(Beginning of Material provided)
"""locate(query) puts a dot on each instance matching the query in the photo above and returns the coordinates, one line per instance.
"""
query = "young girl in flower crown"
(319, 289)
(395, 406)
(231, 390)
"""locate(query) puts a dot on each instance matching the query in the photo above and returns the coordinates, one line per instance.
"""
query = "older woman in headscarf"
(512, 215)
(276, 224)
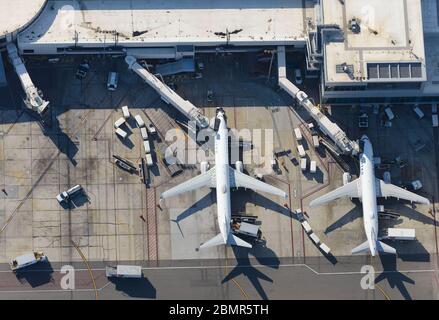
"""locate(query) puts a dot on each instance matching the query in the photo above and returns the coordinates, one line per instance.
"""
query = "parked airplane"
(223, 177)
(367, 188)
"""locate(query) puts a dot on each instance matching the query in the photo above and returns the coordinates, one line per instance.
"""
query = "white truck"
(400, 234)
(315, 141)
(121, 133)
(139, 121)
(301, 151)
(148, 159)
(389, 113)
(147, 147)
(247, 229)
(126, 112)
(119, 122)
(123, 271)
(434, 120)
(313, 167)
(303, 164)
(298, 134)
(144, 133)
(66, 195)
(418, 111)
(26, 260)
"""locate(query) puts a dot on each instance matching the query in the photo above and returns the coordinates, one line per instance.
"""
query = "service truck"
(26, 260)
(123, 271)
(67, 195)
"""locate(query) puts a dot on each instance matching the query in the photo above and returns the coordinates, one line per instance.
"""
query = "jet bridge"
(167, 94)
(34, 100)
(330, 129)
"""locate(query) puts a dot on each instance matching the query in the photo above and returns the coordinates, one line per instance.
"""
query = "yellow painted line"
(88, 268)
(383, 292)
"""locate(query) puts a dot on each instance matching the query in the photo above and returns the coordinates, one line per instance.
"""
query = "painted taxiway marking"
(269, 266)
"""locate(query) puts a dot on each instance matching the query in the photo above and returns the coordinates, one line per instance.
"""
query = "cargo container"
(139, 121)
(121, 133)
(119, 122)
(124, 271)
(125, 112)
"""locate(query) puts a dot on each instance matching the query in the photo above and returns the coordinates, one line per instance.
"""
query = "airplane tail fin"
(231, 240)
(361, 248)
(382, 247)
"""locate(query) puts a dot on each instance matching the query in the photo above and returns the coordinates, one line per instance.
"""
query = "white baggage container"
(125, 112)
(139, 121)
(313, 167)
(298, 134)
(434, 120)
(148, 159)
(315, 141)
(124, 271)
(121, 133)
(389, 113)
(418, 112)
(306, 227)
(146, 147)
(301, 151)
(401, 234)
(119, 122)
(303, 164)
(314, 238)
(325, 248)
(144, 133)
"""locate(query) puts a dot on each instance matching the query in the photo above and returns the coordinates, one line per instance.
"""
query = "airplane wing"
(239, 179)
(206, 179)
(351, 190)
(390, 190)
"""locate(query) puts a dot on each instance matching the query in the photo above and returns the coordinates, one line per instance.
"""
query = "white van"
(144, 133)
(121, 133)
(119, 122)
(418, 111)
(315, 141)
(303, 164)
(66, 195)
(125, 112)
(313, 167)
(26, 260)
(389, 113)
(139, 121)
(148, 159)
(301, 151)
(124, 271)
(146, 146)
(112, 80)
(298, 134)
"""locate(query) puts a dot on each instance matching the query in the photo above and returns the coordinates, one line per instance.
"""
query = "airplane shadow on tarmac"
(264, 256)
(393, 276)
(135, 288)
(36, 275)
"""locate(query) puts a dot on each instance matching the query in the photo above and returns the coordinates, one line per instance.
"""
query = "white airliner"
(223, 177)
(367, 188)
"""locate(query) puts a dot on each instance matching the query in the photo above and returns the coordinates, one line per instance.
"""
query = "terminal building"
(364, 51)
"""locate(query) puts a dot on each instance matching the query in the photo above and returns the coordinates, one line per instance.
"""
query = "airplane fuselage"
(222, 176)
(368, 195)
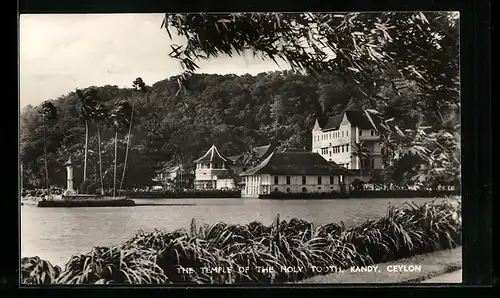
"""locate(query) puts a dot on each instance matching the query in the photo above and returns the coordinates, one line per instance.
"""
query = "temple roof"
(295, 163)
(356, 118)
(213, 155)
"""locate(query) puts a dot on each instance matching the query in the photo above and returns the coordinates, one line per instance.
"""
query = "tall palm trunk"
(100, 157)
(114, 173)
(86, 150)
(128, 143)
(45, 156)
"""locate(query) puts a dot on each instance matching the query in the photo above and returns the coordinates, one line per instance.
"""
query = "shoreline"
(257, 248)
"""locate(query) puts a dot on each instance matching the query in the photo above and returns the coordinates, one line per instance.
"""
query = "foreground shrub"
(158, 256)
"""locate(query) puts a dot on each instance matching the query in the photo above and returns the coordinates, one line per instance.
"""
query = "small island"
(72, 199)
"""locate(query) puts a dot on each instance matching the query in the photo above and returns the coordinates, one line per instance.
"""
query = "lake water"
(55, 234)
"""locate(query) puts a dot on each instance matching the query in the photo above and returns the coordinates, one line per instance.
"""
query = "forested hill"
(233, 112)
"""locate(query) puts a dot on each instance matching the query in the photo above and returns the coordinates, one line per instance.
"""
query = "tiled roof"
(213, 155)
(356, 118)
(293, 163)
(261, 150)
(235, 158)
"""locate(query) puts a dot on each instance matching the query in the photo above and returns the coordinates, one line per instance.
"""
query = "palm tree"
(48, 112)
(100, 114)
(361, 151)
(88, 100)
(139, 87)
(118, 118)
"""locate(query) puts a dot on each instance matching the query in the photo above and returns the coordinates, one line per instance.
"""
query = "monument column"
(69, 171)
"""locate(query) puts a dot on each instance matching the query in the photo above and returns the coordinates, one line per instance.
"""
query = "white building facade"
(211, 167)
(335, 140)
(264, 184)
(291, 172)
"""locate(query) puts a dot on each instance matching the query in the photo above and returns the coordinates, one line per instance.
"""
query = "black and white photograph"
(240, 148)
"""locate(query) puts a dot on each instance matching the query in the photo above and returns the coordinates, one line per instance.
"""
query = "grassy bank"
(155, 257)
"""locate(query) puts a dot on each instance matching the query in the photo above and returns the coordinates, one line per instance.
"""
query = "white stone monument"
(69, 170)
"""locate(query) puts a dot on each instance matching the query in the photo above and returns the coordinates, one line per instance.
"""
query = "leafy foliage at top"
(399, 64)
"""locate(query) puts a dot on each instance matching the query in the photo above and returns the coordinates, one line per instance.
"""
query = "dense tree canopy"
(234, 112)
(404, 67)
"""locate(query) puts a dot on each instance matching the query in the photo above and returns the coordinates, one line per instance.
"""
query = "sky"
(61, 52)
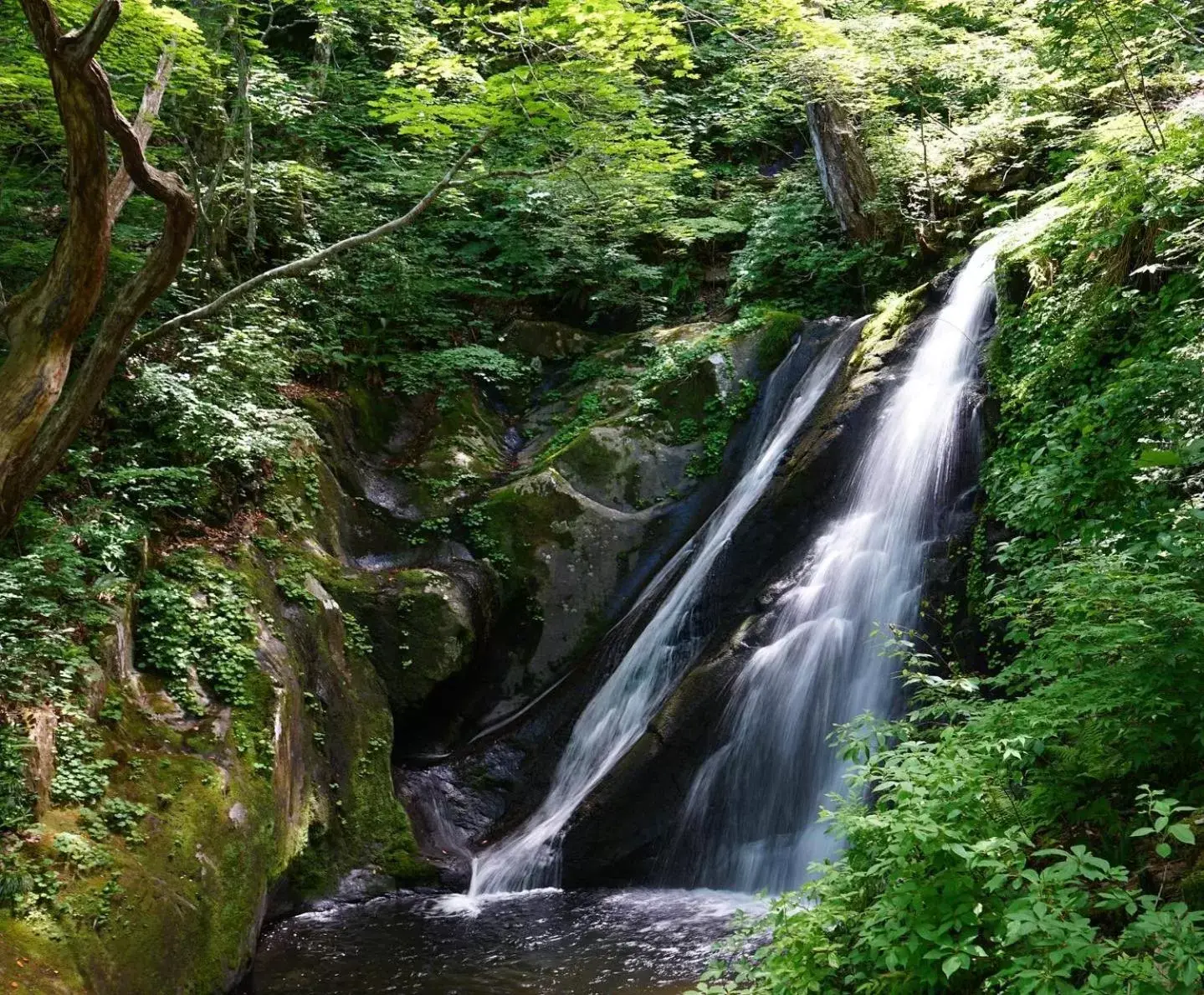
(End of Material provided)
### Your task
Could the entries above be copied out exactly, with no pictures included?

### The completed task
"""locate(query) puts a dot on each instance matching the query in the photo above and returns the coordinates, one line per instance.
"""
query = "young girl in flower crown"
(319, 289)
(395, 406)
(231, 390)
"""locate(query) puts a dot on each instance matching the query in the photo above and returns the coordinates, one line per instance.
"""
query = "older woman in headscarf"
(512, 215)
(276, 224)
"""locate(query) puts a dot on each instance matching the query in the photo above and returns the coordinates, one line per instance.
"""
query = "parked airplane"
(223, 177)
(367, 188)
"""locate(query) puts a dot on each instance matching the query in the photo above and returns the coordinates, one line per instance.
"""
query = "white truck"
(400, 234)
(315, 141)
(121, 133)
(139, 121)
(301, 151)
(148, 159)
(389, 113)
(147, 147)
(247, 229)
(126, 112)
(119, 122)
(123, 271)
(434, 120)
(313, 167)
(303, 164)
(298, 134)
(144, 133)
(66, 195)
(418, 111)
(26, 260)
"""locate(query) puts a dot on each instance matching the query in the photo above and returns the coordinates, one line per instance.
"""
query = "service truck"
(26, 260)
(123, 271)
(67, 195)
"""locate(query) puts a dot on each instance matching the query in the photo above and returns the coordinates, one line per instance.
"""
query = "jet bridge"
(167, 94)
(34, 100)
(330, 129)
"""locate(query) puts a dot on each instance matching the query in the photo above and returns the coordinates, one line per instance.
"""
query = "yellow painted line"
(88, 268)
(383, 292)
"""locate(query) puts a dot on each instance matching the query in the photo above and returns the coordinates, one line per instance.
"""
query = "painted taxiway marking"
(269, 266)
"""locate(query) puts a dot on each instance matching the query in the photo above and returns the coordinates, one line per instance.
"""
query = "cargo container"
(139, 121)
(121, 133)
(119, 122)
(124, 271)
(125, 112)
"""locate(query) puts a dot on each instance matching the query in the photo above and returns the coordinates, one line per instance.
"""
query = "airplane tail fin"
(231, 240)
(361, 248)
(382, 247)
"""locate(query) puts a dot on each instance matching the query in the photo above and returns the coordinates, one line per instance.
"""
query = "white baggage container"
(125, 112)
(139, 121)
(313, 167)
(298, 134)
(434, 120)
(148, 159)
(315, 141)
(124, 271)
(121, 133)
(389, 113)
(418, 112)
(306, 227)
(146, 147)
(301, 151)
(401, 234)
(119, 122)
(303, 164)
(314, 238)
(325, 248)
(144, 133)
"""locate(query) puts a dot on each instance matching the query in the photo above and returns the coordinates, one line per instance.
"""
query = "airplane wing"
(239, 179)
(206, 179)
(351, 190)
(390, 190)
"""locate(query) puts a dot on each instance matching the query in the photo above and returns the coordinates, one line per instance.
"""
query = "white van"
(144, 133)
(121, 133)
(119, 122)
(418, 111)
(315, 141)
(303, 164)
(66, 195)
(125, 112)
(313, 167)
(26, 260)
(389, 113)
(139, 121)
(148, 159)
(301, 151)
(124, 271)
(146, 146)
(112, 80)
(298, 134)
"""locate(query) puts a dot on each instance matching the query in the photo above and returns the coordinates, one line per instance.
"""
query = "airplane shadow on tarmac"
(264, 256)
(393, 276)
(135, 288)
(36, 275)
"""locate(query) puts a dot on each instance matching the query in the photo above and returns the coordinates, one line per instance.
"""
query = "white airliner"
(223, 177)
(367, 188)
"""locate(query) puts a dot on each instance matching the query in the photo above and returns the coordinates, one line per instance.
"""
query = "terminal building"
(364, 51)
"""locate(query) puts a dot on each instance matching the query in the photo above and returns the coordinates, one line per instance.
"""
query = "airplane fuselage"
(222, 176)
(368, 195)
"""locate(query) puts a dot on each instance matching the query in the photo above and returns the coordinates, one line per instance.
"""
query = "temple roof"
(295, 163)
(356, 118)
(213, 155)
"""locate(query) puts a dot on each instance matching the query in the photo above and returns the coordinates, one line per instance.
"""
query = "tall palm trunk"
(100, 157)
(114, 173)
(86, 150)
(128, 143)
(45, 156)
"""locate(query) puts a dot on each instance matching the query in the photo above and returns the coordinates, one line per instance.
"""
query = "shoreline"
(257, 248)
"""locate(query) puts a dot on each instance matching the query in the photo above and returns the coordinates, one line per instance.
"""
query = "foreground shrub"
(158, 256)
"""locate(query) puts a dot on each instance matching the query in the photo above and returns the coordinates, one line per instance.
"""
query = "small island"
(72, 199)
"""locate(query) puts a dot on each instance matching the query in the photo above and returns the coordinates, one line per instance.
"""
query = "lake water"
(55, 234)
"""locate(query) puts a dot on each instance matching the query in the photo above and returns the coordinates, one line per instance.
"""
query = "forested hill"
(233, 112)
"""locate(query) puts a dot on each instance matching the query in the photo above and returns the coordinates, one line per instance.
"""
query = "tiled roof"
(213, 155)
(356, 118)
(293, 163)
(261, 150)
(235, 158)
"""locate(query) puts a dot on each instance matching the query in the photo above and returns the coordinates, one line per instance.
"""
query = "palm tree"
(48, 112)
(100, 114)
(361, 151)
(88, 100)
(139, 87)
(118, 118)
"""locate(query) puts a dot on each instance matching the query in the photo above and returns the coordinates, one line per instance.
"""
query = "monument column"
(69, 171)
"""locate(query) puts a dot on each instance matching the query in the photo above and returns the coordinates, one line per instance.
"""
query = "white building facade"
(211, 167)
(335, 140)
(264, 184)
(291, 172)
"""locate(query) puts a dot on each instance matching the query in the photo above and returns the coordinates, one line per instance.
"""
query = "black and white photograph"
(240, 148)
"""locate(query) puts a dot on each instance matching the query in the photo above and returns the coordinates, one line per instance.
"""
query = "grassy bank"
(155, 257)
"""locate(query) puts a dot on each instance matching the query in the photo above and returns the coordinates, one line per instance.
"""
query = "white stone monument"
(69, 170)
"""locate(query) puts a dot on each instance matching the query in the photo above and returns the coordinates, one line per instance.
"""
query = "leafy foliage at top"
(399, 64)
"""locate(query) puts a dot on each instance matching the query in the photo above and returns the coordinates, one line per instance.
"""
query = "dense tree canopy"
(234, 112)
(404, 67)
"""locate(query) puts a dot on each instance matching the query in the photo above and returns the coordinates, one line per instance.
"""
query = "sky"
(61, 52)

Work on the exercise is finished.